Ler posts, interagir nos comentários e participar ativamente de debates nas redes exigem muita disposição intelectual e moral. Às vezes, muita energia psíquica para a dissimulação. Por exemplo, a pessoa lê algo que aparece na timeline do seu Twitter. O texto contraria tudo em que ela acredita. A pessoa tem grandes ideias na cabeça, ideias maravilhosas para o mundo; e o mais importante, fixou suas crenças como um monge fixa sua rotina.

No impulso, que já se tornou um hábito de reação contra ideias contrárias a suas, ela diz: “não gostei, não concordo”. Recebe inúmeras respostas. Reage, retruca, xinga, manda os outros estudarem. E ressalta num apoteótico “bando de burro”. Até que perde as estribeiras e “lacra” a conversa: “vocês não vão mudar meu ponto de vista”. Assim como há nomes para padrões de psicopatia, há um nome exato para esse perfil psicológico: “pensador avestruz”. Enfia a cabeça no buraco ideológico e faz de tudo para não sair dele.

Charles S. Peirce batizou esse método de fixação de crenças de “tenacidade” – em virtude do apego, da obsessão, da obstinação da alguém pelas próprias crenças. Ele diz: “quando, à aproximação de um perigo, o avestruz enterra a cabeça na areia, está provavelmente escolhendo o caminho mais fácil. Dissimula o perigo e diz calmamente que o perigo não existe; e, se está perfeitamente seguro de que o perigo não existe, por que levantaria a cabeça para verificar? Um homem pode atravessar a vida afastando sistematicamente de seus olhos tudo o que fosse suscetível de conduzi-lo a alterar opiniões”.

**Tarefas propostas**.
A: No texto sobre o pensador avestruz, que nome Charles S. Peirce deu a esse método de fixação de crenças?
B: Reescreva o trecho do texto sobre o pensador avestruz que começa em "Ler posts, interagir" e segue até "fixa sua rotina.", substituindo "monge" por "soldado".

**Dados fornecidos**.
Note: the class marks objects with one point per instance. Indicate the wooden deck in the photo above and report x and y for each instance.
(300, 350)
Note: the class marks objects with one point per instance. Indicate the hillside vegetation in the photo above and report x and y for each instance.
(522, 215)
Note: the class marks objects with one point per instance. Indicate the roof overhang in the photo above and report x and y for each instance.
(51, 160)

* * *

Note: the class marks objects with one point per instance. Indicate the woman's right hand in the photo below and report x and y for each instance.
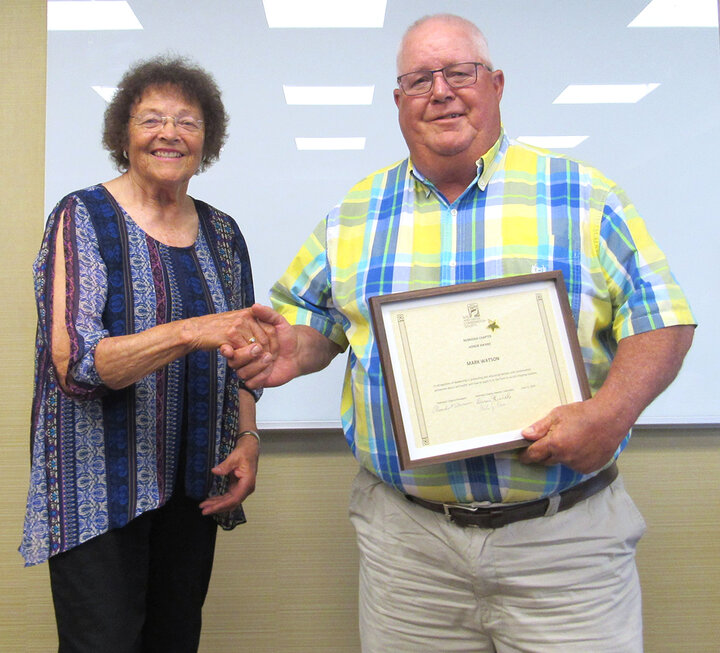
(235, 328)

**Lista de respostas**.
A: Tenacidade.

B:
Ler posts, interagir nos comentários e participar ativamente de debates nas redes exigem muita disposição intelectual e moral. Às vezes, muita energia psíquica para a dissimulação. Por exemplo, a pessoa lê algo que aparece na timeline do seu Twitter. O texto contraria tudo em que ela acredita. A pessoa tem grandes ideias na cabeça, ideias maravilhosas para o mundo; e o mais importante, fixou suas crenças como um soldado fixa sua rotina.